**WHAT NEEDS TO BE DONE:** Please find every line in the records that contains the word "post" and copy each one in full, treating uppercase and lowercase as different.

**RECORDS SHOWN:**

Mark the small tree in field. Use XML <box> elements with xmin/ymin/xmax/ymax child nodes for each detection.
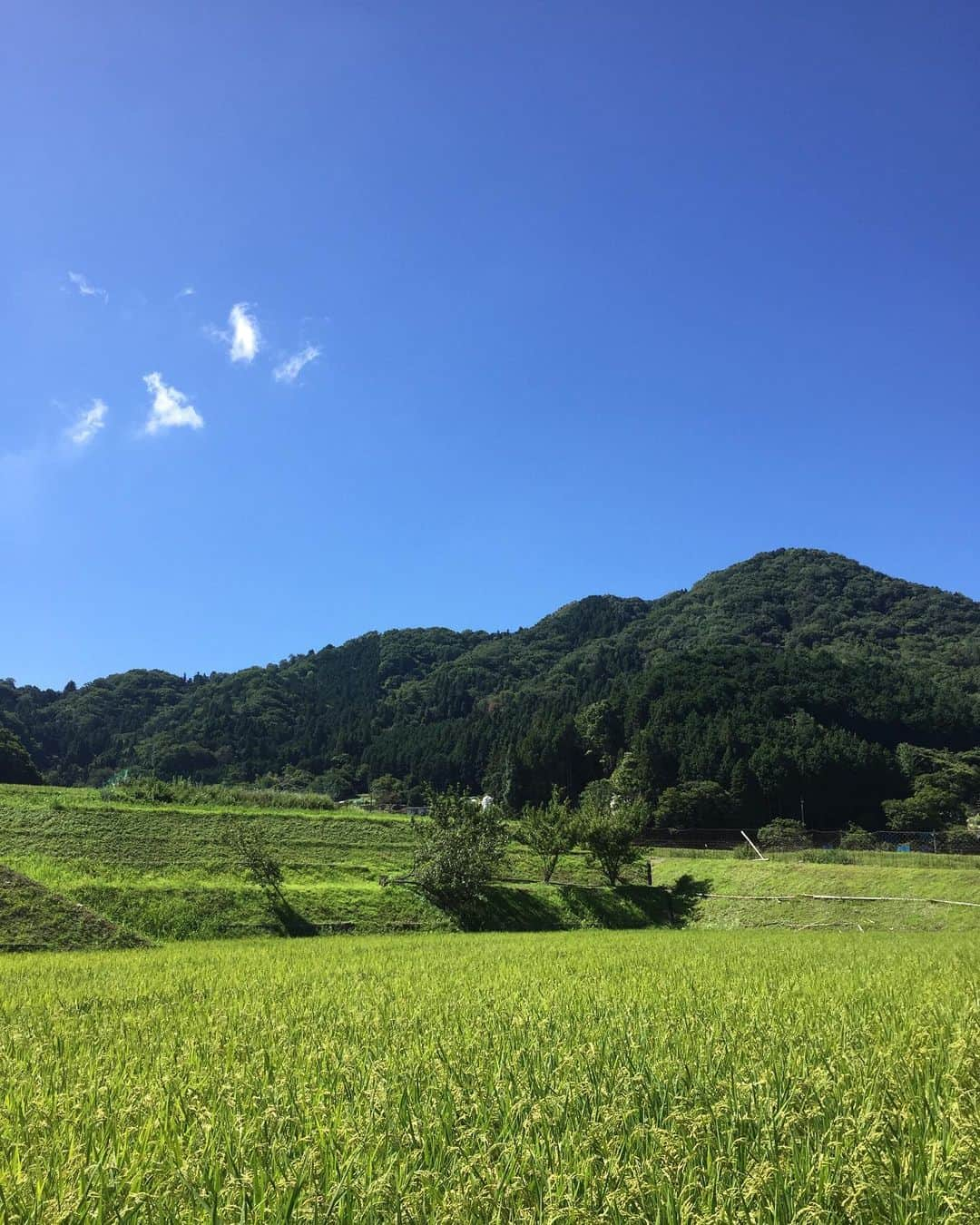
<box><xmin>756</xmin><ymin>817</ymin><xmax>813</xmax><ymax>850</ymax></box>
<box><xmin>580</xmin><ymin>781</ymin><xmax>647</xmax><ymax>885</ymax></box>
<box><xmin>517</xmin><ymin>787</ymin><xmax>578</xmax><ymax>881</ymax></box>
<box><xmin>229</xmin><ymin>825</ymin><xmax>284</xmax><ymax>904</ymax></box>
<box><xmin>412</xmin><ymin>788</ymin><xmax>507</xmax><ymax>904</ymax></box>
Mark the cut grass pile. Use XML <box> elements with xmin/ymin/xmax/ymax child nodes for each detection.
<box><xmin>0</xmin><ymin>932</ymin><xmax>980</xmax><ymax>1225</ymax></box>
<box><xmin>0</xmin><ymin>788</ymin><xmax>980</xmax><ymax>947</ymax></box>
<box><xmin>0</xmin><ymin>864</ymin><xmax>146</xmax><ymax>953</ymax></box>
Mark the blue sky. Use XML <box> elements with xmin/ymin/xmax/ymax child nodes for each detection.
<box><xmin>0</xmin><ymin>0</ymin><xmax>980</xmax><ymax>687</ymax></box>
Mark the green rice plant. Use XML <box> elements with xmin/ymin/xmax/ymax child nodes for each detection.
<box><xmin>0</xmin><ymin>931</ymin><xmax>980</xmax><ymax>1225</ymax></box>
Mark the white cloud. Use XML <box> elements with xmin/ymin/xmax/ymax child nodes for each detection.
<box><xmin>143</xmin><ymin>371</ymin><xmax>204</xmax><ymax>434</ymax></box>
<box><xmin>228</xmin><ymin>302</ymin><xmax>262</xmax><ymax>361</ymax></box>
<box><xmin>69</xmin><ymin>272</ymin><xmax>109</xmax><ymax>302</ymax></box>
<box><xmin>66</xmin><ymin>399</ymin><xmax>109</xmax><ymax>447</ymax></box>
<box><xmin>272</xmin><ymin>344</ymin><xmax>319</xmax><ymax>382</ymax></box>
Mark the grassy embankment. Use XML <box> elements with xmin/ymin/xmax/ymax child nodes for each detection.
<box><xmin>0</xmin><ymin>931</ymin><xmax>980</xmax><ymax>1225</ymax></box>
<box><xmin>0</xmin><ymin>787</ymin><xmax>980</xmax><ymax>947</ymax></box>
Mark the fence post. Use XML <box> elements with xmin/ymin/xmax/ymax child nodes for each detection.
<box><xmin>739</xmin><ymin>829</ymin><xmax>766</xmax><ymax>864</ymax></box>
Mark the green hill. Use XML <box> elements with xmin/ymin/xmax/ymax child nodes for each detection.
<box><xmin>0</xmin><ymin>864</ymin><xmax>146</xmax><ymax>953</ymax></box>
<box><xmin>0</xmin><ymin>549</ymin><xmax>980</xmax><ymax>828</ymax></box>
<box><xmin>0</xmin><ymin>787</ymin><xmax>980</xmax><ymax>948</ymax></box>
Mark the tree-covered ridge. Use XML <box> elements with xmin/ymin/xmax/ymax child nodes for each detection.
<box><xmin>0</xmin><ymin>549</ymin><xmax>980</xmax><ymax>827</ymax></box>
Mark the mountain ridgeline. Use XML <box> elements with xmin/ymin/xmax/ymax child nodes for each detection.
<box><xmin>0</xmin><ymin>549</ymin><xmax>980</xmax><ymax>828</ymax></box>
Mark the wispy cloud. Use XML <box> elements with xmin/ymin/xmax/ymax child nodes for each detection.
<box><xmin>143</xmin><ymin>371</ymin><xmax>204</xmax><ymax>434</ymax></box>
<box><xmin>69</xmin><ymin>272</ymin><xmax>109</xmax><ymax>302</ymax></box>
<box><xmin>65</xmin><ymin>399</ymin><xmax>109</xmax><ymax>447</ymax></box>
<box><xmin>272</xmin><ymin>344</ymin><xmax>319</xmax><ymax>382</ymax></box>
<box><xmin>228</xmin><ymin>302</ymin><xmax>262</xmax><ymax>361</ymax></box>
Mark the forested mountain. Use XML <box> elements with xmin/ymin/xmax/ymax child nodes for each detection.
<box><xmin>0</xmin><ymin>549</ymin><xmax>980</xmax><ymax>827</ymax></box>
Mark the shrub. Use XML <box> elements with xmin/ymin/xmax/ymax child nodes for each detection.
<box><xmin>756</xmin><ymin>817</ymin><xmax>813</xmax><ymax>850</ymax></box>
<box><xmin>580</xmin><ymin>783</ymin><xmax>647</xmax><ymax>886</ymax></box>
<box><xmin>517</xmin><ymin>787</ymin><xmax>580</xmax><ymax>882</ymax></box>
<box><xmin>412</xmin><ymin>788</ymin><xmax>507</xmax><ymax>906</ymax></box>
<box><xmin>840</xmin><ymin>825</ymin><xmax>878</xmax><ymax>850</ymax></box>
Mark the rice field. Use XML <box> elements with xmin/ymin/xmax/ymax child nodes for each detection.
<box><xmin>0</xmin><ymin>930</ymin><xmax>980</xmax><ymax>1222</ymax></box>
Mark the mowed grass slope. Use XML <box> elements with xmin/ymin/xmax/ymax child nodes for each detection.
<box><xmin>0</xmin><ymin>931</ymin><xmax>980</xmax><ymax>1225</ymax></box>
<box><xmin>0</xmin><ymin>788</ymin><xmax>980</xmax><ymax>947</ymax></box>
<box><xmin>0</xmin><ymin>864</ymin><xmax>146</xmax><ymax>953</ymax></box>
<box><xmin>652</xmin><ymin>851</ymin><xmax>980</xmax><ymax>931</ymax></box>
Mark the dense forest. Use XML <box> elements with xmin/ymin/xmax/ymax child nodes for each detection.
<box><xmin>0</xmin><ymin>549</ymin><xmax>980</xmax><ymax>828</ymax></box>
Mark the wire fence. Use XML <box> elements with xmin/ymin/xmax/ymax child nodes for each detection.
<box><xmin>638</xmin><ymin>828</ymin><xmax>980</xmax><ymax>855</ymax></box>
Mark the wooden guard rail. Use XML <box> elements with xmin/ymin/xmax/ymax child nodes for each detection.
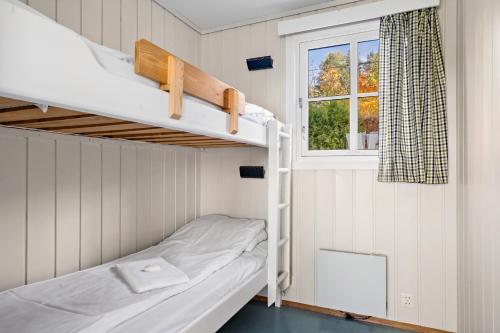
<box><xmin>134</xmin><ymin>39</ymin><xmax>245</xmax><ymax>134</ymax></box>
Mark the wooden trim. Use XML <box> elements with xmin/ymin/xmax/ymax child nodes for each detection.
<box><xmin>134</xmin><ymin>39</ymin><xmax>245</xmax><ymax>134</ymax></box>
<box><xmin>224</xmin><ymin>88</ymin><xmax>245</xmax><ymax>134</ymax></box>
<box><xmin>253</xmin><ymin>295</ymin><xmax>451</xmax><ymax>333</ymax></box>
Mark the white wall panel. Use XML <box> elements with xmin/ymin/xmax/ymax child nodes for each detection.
<box><xmin>120</xmin><ymin>146</ymin><xmax>137</xmax><ymax>256</ymax></box>
<box><xmin>80</xmin><ymin>142</ymin><xmax>102</xmax><ymax>269</ymax></box>
<box><xmin>149</xmin><ymin>149</ymin><xmax>165</xmax><ymax>244</ymax></box>
<box><xmin>175</xmin><ymin>152</ymin><xmax>186</xmax><ymax>230</ymax></box>
<box><xmin>163</xmin><ymin>151</ymin><xmax>176</xmax><ymax>236</ymax></box>
<box><xmin>102</xmin><ymin>144</ymin><xmax>121</xmax><ymax>262</ymax></box>
<box><xmin>27</xmin><ymin>0</ymin><xmax>201</xmax><ymax>65</ymax></box>
<box><xmin>0</xmin><ymin>135</ymin><xmax>27</xmax><ymax>290</ymax></box>
<box><xmin>56</xmin><ymin>141</ymin><xmax>80</xmax><ymax>276</ymax></box>
<box><xmin>56</xmin><ymin>0</ymin><xmax>80</xmax><ymax>33</ymax></box>
<box><xmin>26</xmin><ymin>137</ymin><xmax>56</xmax><ymax>283</ymax></box>
<box><xmin>460</xmin><ymin>0</ymin><xmax>500</xmax><ymax>333</ymax></box>
<box><xmin>81</xmin><ymin>0</ymin><xmax>103</xmax><ymax>44</ymax></box>
<box><xmin>137</xmin><ymin>147</ymin><xmax>153</xmax><ymax>251</ymax></box>
<box><xmin>0</xmin><ymin>127</ymin><xmax>199</xmax><ymax>290</ymax></box>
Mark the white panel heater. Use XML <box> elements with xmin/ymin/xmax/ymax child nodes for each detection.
<box><xmin>316</xmin><ymin>250</ymin><xmax>387</xmax><ymax>318</ymax></box>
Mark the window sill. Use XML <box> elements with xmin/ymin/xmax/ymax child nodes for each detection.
<box><xmin>292</xmin><ymin>155</ymin><xmax>378</xmax><ymax>170</ymax></box>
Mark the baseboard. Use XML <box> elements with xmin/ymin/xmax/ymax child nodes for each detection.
<box><xmin>253</xmin><ymin>295</ymin><xmax>451</xmax><ymax>333</ymax></box>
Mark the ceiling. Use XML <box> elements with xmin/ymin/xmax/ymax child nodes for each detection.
<box><xmin>156</xmin><ymin>0</ymin><xmax>353</xmax><ymax>34</ymax></box>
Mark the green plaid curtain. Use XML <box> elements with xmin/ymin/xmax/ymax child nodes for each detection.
<box><xmin>378</xmin><ymin>8</ymin><xmax>448</xmax><ymax>184</ymax></box>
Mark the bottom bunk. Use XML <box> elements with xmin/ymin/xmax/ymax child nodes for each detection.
<box><xmin>0</xmin><ymin>215</ymin><xmax>267</xmax><ymax>332</ymax></box>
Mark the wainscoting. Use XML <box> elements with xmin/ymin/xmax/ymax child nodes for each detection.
<box><xmin>200</xmin><ymin>148</ymin><xmax>457</xmax><ymax>330</ymax></box>
<box><xmin>0</xmin><ymin>127</ymin><xmax>200</xmax><ymax>290</ymax></box>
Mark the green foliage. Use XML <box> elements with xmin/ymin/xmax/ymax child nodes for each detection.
<box><xmin>309</xmin><ymin>100</ymin><xmax>349</xmax><ymax>150</ymax></box>
<box><xmin>309</xmin><ymin>52</ymin><xmax>351</xmax><ymax>97</ymax></box>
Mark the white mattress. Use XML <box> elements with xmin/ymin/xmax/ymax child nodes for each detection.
<box><xmin>110</xmin><ymin>242</ymin><xmax>267</xmax><ymax>333</ymax></box>
<box><xmin>0</xmin><ymin>215</ymin><xmax>264</xmax><ymax>333</ymax></box>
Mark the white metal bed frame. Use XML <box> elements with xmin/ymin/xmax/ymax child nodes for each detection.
<box><xmin>0</xmin><ymin>0</ymin><xmax>292</xmax><ymax>333</ymax></box>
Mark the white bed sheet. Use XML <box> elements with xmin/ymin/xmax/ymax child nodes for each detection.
<box><xmin>110</xmin><ymin>241</ymin><xmax>267</xmax><ymax>333</ymax></box>
<box><xmin>0</xmin><ymin>215</ymin><xmax>264</xmax><ymax>333</ymax></box>
<box><xmin>82</xmin><ymin>37</ymin><xmax>274</xmax><ymax>126</ymax></box>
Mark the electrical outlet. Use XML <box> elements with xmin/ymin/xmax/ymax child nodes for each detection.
<box><xmin>401</xmin><ymin>293</ymin><xmax>413</xmax><ymax>308</ymax></box>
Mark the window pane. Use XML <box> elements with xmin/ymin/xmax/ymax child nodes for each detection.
<box><xmin>358</xmin><ymin>96</ymin><xmax>378</xmax><ymax>150</ymax></box>
<box><xmin>308</xmin><ymin>44</ymin><xmax>350</xmax><ymax>98</ymax></box>
<box><xmin>309</xmin><ymin>99</ymin><xmax>349</xmax><ymax>150</ymax></box>
<box><xmin>358</xmin><ymin>39</ymin><xmax>379</xmax><ymax>93</ymax></box>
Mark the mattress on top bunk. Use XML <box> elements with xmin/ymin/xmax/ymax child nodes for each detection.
<box><xmin>0</xmin><ymin>215</ymin><xmax>265</xmax><ymax>332</ymax></box>
<box><xmin>86</xmin><ymin>37</ymin><xmax>274</xmax><ymax>126</ymax></box>
<box><xmin>110</xmin><ymin>241</ymin><xmax>267</xmax><ymax>333</ymax></box>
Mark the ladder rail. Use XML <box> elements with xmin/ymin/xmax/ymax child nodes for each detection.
<box><xmin>268</xmin><ymin>120</ymin><xmax>292</xmax><ymax>307</ymax></box>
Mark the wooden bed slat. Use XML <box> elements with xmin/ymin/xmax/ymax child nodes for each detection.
<box><xmin>0</xmin><ymin>98</ymin><xmax>256</xmax><ymax>148</ymax></box>
<box><xmin>58</xmin><ymin>122</ymin><xmax>155</xmax><ymax>137</ymax></box>
<box><xmin>0</xmin><ymin>105</ymin><xmax>84</xmax><ymax>123</ymax></box>
<box><xmin>0</xmin><ymin>96</ymin><xmax>36</xmax><ymax>109</ymax></box>
<box><xmin>18</xmin><ymin>115</ymin><xmax>129</xmax><ymax>131</ymax></box>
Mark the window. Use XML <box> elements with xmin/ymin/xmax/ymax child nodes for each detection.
<box><xmin>299</xmin><ymin>31</ymin><xmax>379</xmax><ymax>156</ymax></box>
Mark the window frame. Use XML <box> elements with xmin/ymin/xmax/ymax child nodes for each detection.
<box><xmin>299</xmin><ymin>30</ymin><xmax>379</xmax><ymax>156</ymax></box>
<box><xmin>283</xmin><ymin>20</ymin><xmax>380</xmax><ymax>170</ymax></box>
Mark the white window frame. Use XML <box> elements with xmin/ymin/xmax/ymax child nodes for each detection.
<box><xmin>284</xmin><ymin>20</ymin><xmax>379</xmax><ymax>169</ymax></box>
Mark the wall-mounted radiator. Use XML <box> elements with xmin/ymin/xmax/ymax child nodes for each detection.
<box><xmin>316</xmin><ymin>250</ymin><xmax>387</xmax><ymax>318</ymax></box>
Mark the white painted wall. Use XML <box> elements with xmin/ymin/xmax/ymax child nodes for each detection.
<box><xmin>0</xmin><ymin>0</ymin><xmax>201</xmax><ymax>290</ymax></box>
<box><xmin>23</xmin><ymin>0</ymin><xmax>200</xmax><ymax>66</ymax></box>
<box><xmin>0</xmin><ymin>127</ymin><xmax>200</xmax><ymax>290</ymax></box>
<box><xmin>201</xmin><ymin>0</ymin><xmax>458</xmax><ymax>331</ymax></box>
<box><xmin>459</xmin><ymin>0</ymin><xmax>500</xmax><ymax>333</ymax></box>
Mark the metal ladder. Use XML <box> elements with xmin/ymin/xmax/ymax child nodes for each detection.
<box><xmin>267</xmin><ymin>120</ymin><xmax>292</xmax><ymax>307</ymax></box>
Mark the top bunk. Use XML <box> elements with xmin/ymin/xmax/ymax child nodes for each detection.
<box><xmin>0</xmin><ymin>0</ymin><xmax>272</xmax><ymax>147</ymax></box>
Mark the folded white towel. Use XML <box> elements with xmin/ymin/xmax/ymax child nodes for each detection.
<box><xmin>116</xmin><ymin>257</ymin><xmax>189</xmax><ymax>293</ymax></box>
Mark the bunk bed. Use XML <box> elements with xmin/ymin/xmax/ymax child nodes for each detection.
<box><xmin>0</xmin><ymin>0</ymin><xmax>291</xmax><ymax>332</ymax></box>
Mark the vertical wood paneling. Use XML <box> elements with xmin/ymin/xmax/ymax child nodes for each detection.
<box><xmin>102</xmin><ymin>144</ymin><xmax>121</xmax><ymax>262</ymax></box>
<box><xmin>28</xmin><ymin>0</ymin><xmax>56</xmax><ymax>20</ymax></box>
<box><xmin>396</xmin><ymin>184</ymin><xmax>420</xmax><ymax>323</ymax></box>
<box><xmin>26</xmin><ymin>138</ymin><xmax>55</xmax><ymax>283</ymax></box>
<box><xmin>120</xmin><ymin>0</ymin><xmax>138</xmax><ymax>55</ymax></box>
<box><xmin>102</xmin><ymin>0</ymin><xmax>121</xmax><ymax>50</ymax></box>
<box><xmin>80</xmin><ymin>143</ymin><xmax>102</xmax><ymax>269</ymax></box>
<box><xmin>315</xmin><ymin>170</ymin><xmax>336</xmax><ymax>249</ymax></box>
<box><xmin>0</xmin><ymin>136</ymin><xmax>27</xmax><ymax>290</ymax></box>
<box><xmin>120</xmin><ymin>146</ymin><xmax>137</xmax><ymax>256</ymax></box>
<box><xmin>354</xmin><ymin>170</ymin><xmax>373</xmax><ymax>253</ymax></box>
<box><xmin>334</xmin><ymin>170</ymin><xmax>354</xmax><ymax>251</ymax></box>
<box><xmin>150</xmin><ymin>149</ymin><xmax>165</xmax><ymax>244</ymax></box>
<box><xmin>56</xmin><ymin>0</ymin><xmax>80</xmax><ymax>33</ymax></box>
<box><xmin>163</xmin><ymin>151</ymin><xmax>176</xmax><ymax>236</ymax></box>
<box><xmin>137</xmin><ymin>0</ymin><xmax>152</xmax><ymax>40</ymax></box>
<box><xmin>186</xmin><ymin>152</ymin><xmax>196</xmax><ymax>222</ymax></box>
<box><xmin>81</xmin><ymin>0</ymin><xmax>102</xmax><ymax>44</ymax></box>
<box><xmin>175</xmin><ymin>152</ymin><xmax>186</xmax><ymax>230</ymax></box>
<box><xmin>137</xmin><ymin>147</ymin><xmax>153</xmax><ymax>251</ymax></box>
<box><xmin>56</xmin><ymin>141</ymin><xmax>80</xmax><ymax>276</ymax></box>
<box><xmin>0</xmin><ymin>127</ymin><xmax>200</xmax><ymax>290</ymax></box>
<box><xmin>418</xmin><ymin>186</ymin><xmax>446</xmax><ymax>327</ymax></box>
<box><xmin>151</xmin><ymin>1</ymin><xmax>165</xmax><ymax>47</ymax></box>
<box><xmin>374</xmin><ymin>182</ymin><xmax>399</xmax><ymax>319</ymax></box>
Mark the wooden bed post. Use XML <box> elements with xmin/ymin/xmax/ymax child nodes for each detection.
<box><xmin>224</xmin><ymin>88</ymin><xmax>245</xmax><ymax>134</ymax></box>
<box><xmin>165</xmin><ymin>56</ymin><xmax>184</xmax><ymax>119</ymax></box>
<box><xmin>134</xmin><ymin>39</ymin><xmax>245</xmax><ymax>134</ymax></box>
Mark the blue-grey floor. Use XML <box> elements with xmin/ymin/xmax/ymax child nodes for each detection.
<box><xmin>219</xmin><ymin>301</ymin><xmax>408</xmax><ymax>333</ymax></box>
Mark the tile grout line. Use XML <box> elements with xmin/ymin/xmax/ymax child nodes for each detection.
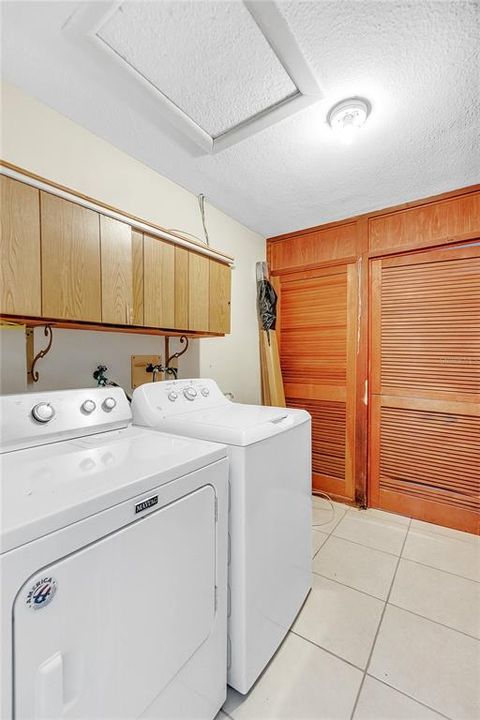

**RESPONSE TO THIS EXERCISE:**
Mark the fence post. Use XML <box> elements with xmin/ymin/xmax/ymax child nodes for each detection.
Mark the wooden bed post. Use XML <box> elements with xmin/ymin/xmax/ymax child nodes for each detection.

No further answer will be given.